A coerência com a própria fé não só não impede o cristão de estar presente e empenhado na construção da sociedade, mas esta coerência, vivida sem compromissos, assegura dentro da cidade dos homens a presença de uma luz, de uma verdade, de uma vida em que as relações sociais nascem e se constróem sobre o reconhecimento da dignidade do homem. Está nisto a responsabilidade da comunidade cristã; se ela não for ela mesma, se não realizar uma presença autêntica, vem a faltar à sociedade, da parte dos cristãos, o que lhe permite ser uma verdadeira comunhão de pessoas.
A unidade mais importante que hoje se deve continuamente reconstruir é a unidade entre a fé e o compromisso social, para evitar aquele "divórcio" ou "oposição artificial" de que fala o Concílio.
2. Se procurarmos descobrir as raízes de tal divórcio, entre elas não é a última a ideia de que a fé não oferece reais orientações para guiar o compromisso do cristão na sociedade, critérios objectivos de avaliação para a consciência.

Listagem fornecida:
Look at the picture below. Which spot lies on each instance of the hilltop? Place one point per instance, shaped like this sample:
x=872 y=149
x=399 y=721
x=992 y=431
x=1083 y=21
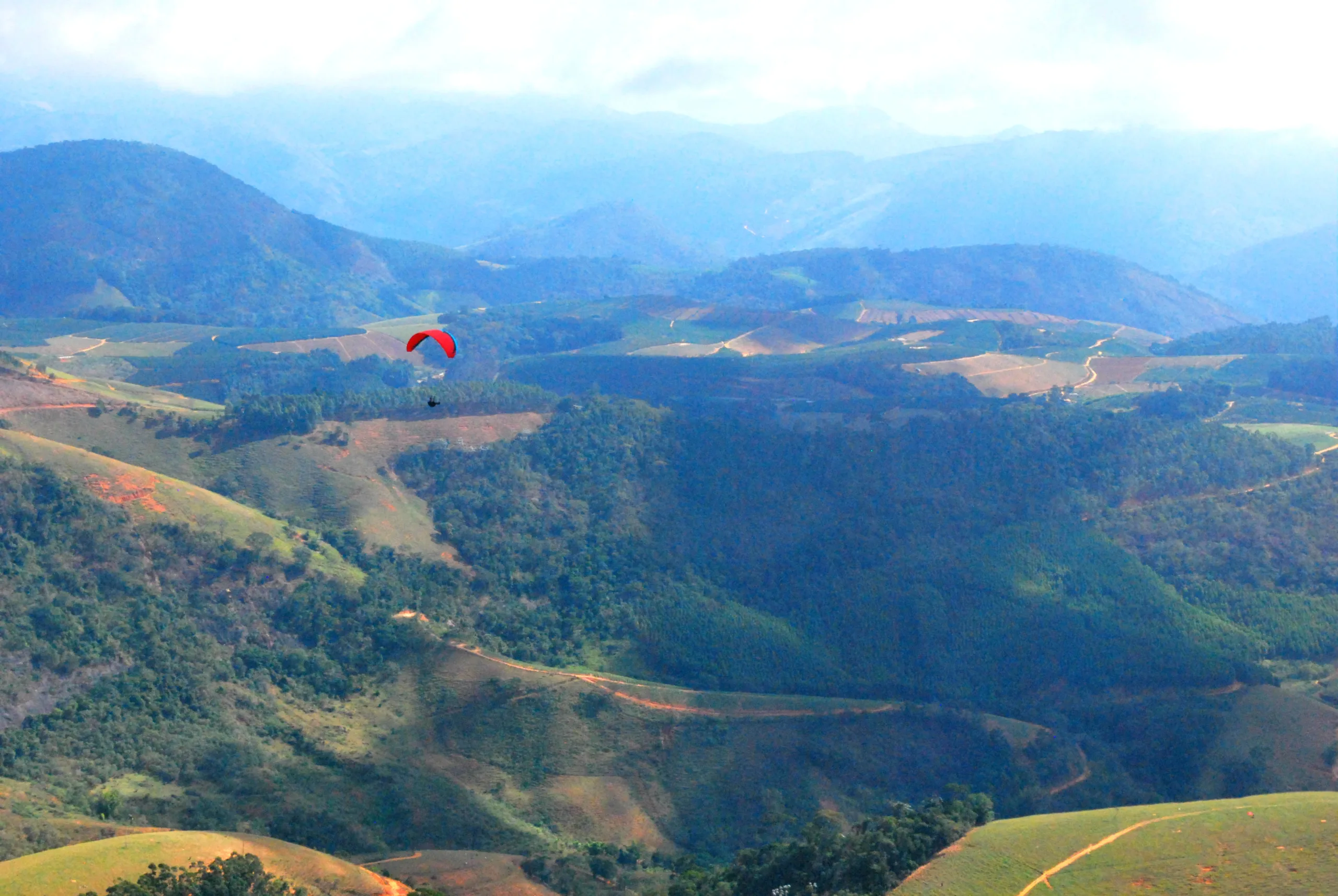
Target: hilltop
x=453 y=170
x=608 y=231
x=134 y=232
x=1290 y=279
x=1278 y=843
x=1051 y=280
x=101 y=229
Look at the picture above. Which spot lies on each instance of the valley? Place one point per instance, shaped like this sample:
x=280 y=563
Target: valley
x=673 y=581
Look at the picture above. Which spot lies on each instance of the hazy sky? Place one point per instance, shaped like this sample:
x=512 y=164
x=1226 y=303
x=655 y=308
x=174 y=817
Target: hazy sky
x=944 y=66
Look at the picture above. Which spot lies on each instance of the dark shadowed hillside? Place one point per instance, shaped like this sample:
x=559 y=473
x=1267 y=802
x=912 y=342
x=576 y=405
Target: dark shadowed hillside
x=1054 y=280
x=1291 y=279
x=142 y=232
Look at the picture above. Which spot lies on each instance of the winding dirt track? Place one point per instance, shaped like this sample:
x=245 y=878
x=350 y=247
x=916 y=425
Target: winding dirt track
x=47 y=407
x=610 y=686
x=1105 y=842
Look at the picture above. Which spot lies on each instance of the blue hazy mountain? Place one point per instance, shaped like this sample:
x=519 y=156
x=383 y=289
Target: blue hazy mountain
x=457 y=170
x=1291 y=279
x=609 y=231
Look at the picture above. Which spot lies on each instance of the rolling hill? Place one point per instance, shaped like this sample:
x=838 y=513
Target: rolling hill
x=1279 y=843
x=455 y=169
x=609 y=231
x=142 y=232
x=1051 y=280
x=79 y=868
x=149 y=495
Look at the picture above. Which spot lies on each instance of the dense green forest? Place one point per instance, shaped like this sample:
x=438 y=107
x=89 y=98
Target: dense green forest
x=223 y=374
x=826 y=858
x=164 y=618
x=950 y=542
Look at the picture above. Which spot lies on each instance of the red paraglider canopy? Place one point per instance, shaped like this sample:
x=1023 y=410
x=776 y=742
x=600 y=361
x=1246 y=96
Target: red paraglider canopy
x=443 y=339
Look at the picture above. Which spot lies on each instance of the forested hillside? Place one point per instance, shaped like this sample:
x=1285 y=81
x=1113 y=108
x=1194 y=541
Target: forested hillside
x=137 y=232
x=141 y=233
x=1054 y=280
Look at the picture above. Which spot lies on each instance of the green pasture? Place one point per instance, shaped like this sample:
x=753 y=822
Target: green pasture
x=173 y=499
x=101 y=863
x=1289 y=846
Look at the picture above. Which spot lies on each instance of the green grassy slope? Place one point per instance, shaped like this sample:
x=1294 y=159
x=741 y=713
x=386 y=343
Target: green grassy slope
x=1298 y=434
x=96 y=866
x=1286 y=847
x=151 y=495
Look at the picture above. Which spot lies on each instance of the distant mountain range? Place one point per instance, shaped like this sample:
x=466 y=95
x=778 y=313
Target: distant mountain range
x=458 y=170
x=1293 y=279
x=1054 y=280
x=609 y=231
x=128 y=231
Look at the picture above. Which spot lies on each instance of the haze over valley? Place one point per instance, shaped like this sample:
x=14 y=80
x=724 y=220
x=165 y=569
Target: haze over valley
x=779 y=498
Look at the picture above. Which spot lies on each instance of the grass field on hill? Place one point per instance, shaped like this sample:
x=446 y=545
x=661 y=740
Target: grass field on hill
x=1289 y=846
x=151 y=495
x=1298 y=434
x=308 y=479
x=98 y=864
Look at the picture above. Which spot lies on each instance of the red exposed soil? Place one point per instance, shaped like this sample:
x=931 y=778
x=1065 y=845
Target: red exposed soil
x=125 y=490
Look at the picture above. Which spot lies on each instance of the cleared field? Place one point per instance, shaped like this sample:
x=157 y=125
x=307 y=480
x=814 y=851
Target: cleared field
x=98 y=864
x=19 y=391
x=905 y=312
x=147 y=396
x=379 y=506
x=1322 y=438
x=149 y=495
x=1000 y=375
x=31 y=815
x=600 y=808
x=465 y=871
x=1279 y=843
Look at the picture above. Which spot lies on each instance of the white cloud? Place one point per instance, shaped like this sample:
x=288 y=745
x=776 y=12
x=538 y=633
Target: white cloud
x=948 y=66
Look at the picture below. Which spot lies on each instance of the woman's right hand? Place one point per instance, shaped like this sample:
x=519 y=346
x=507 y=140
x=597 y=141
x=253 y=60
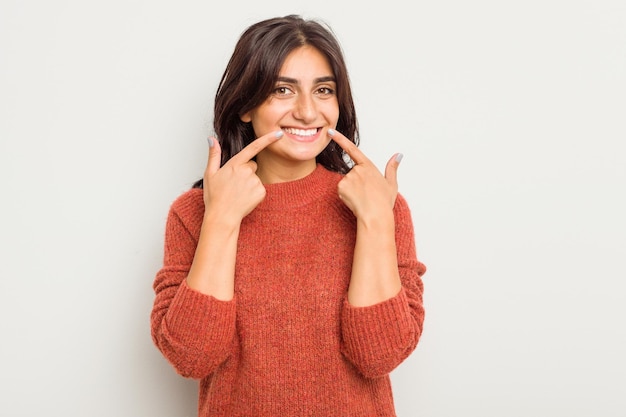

O que fazer: Diga se cada afirmação concorda com o excerto sobre a fé e o compromisso social, respondendo sim ou não e citando textualmente as palavras decisivas. (a) A unidade mais importante a reconstruir é a unidade entre a fé e o compromisso social. (b) A coerência com a fé impede o cristão de participar na construção da sociedade. (c) Uma das raízes do divórcio é a ideia de que a fé não oferece reais orientações ao compromisso do cristão na sociedade. A listagem não intervém em nenhuma das tarefas.

Resposta completa:
(a) Sim: «A unidade mais importante que hoje se deve continuamente reconstruir é a unidade entre a fé e o compromisso social».
(b) Não: «A coerência com a própria fé não só não impede o cristão de estar presente e empenhado na construção da sociedade».
(c) Sim: «entre elas não é a última a ideia de que a fé não oferece reais orientações para guiar o compromisso do cristão na sociedade».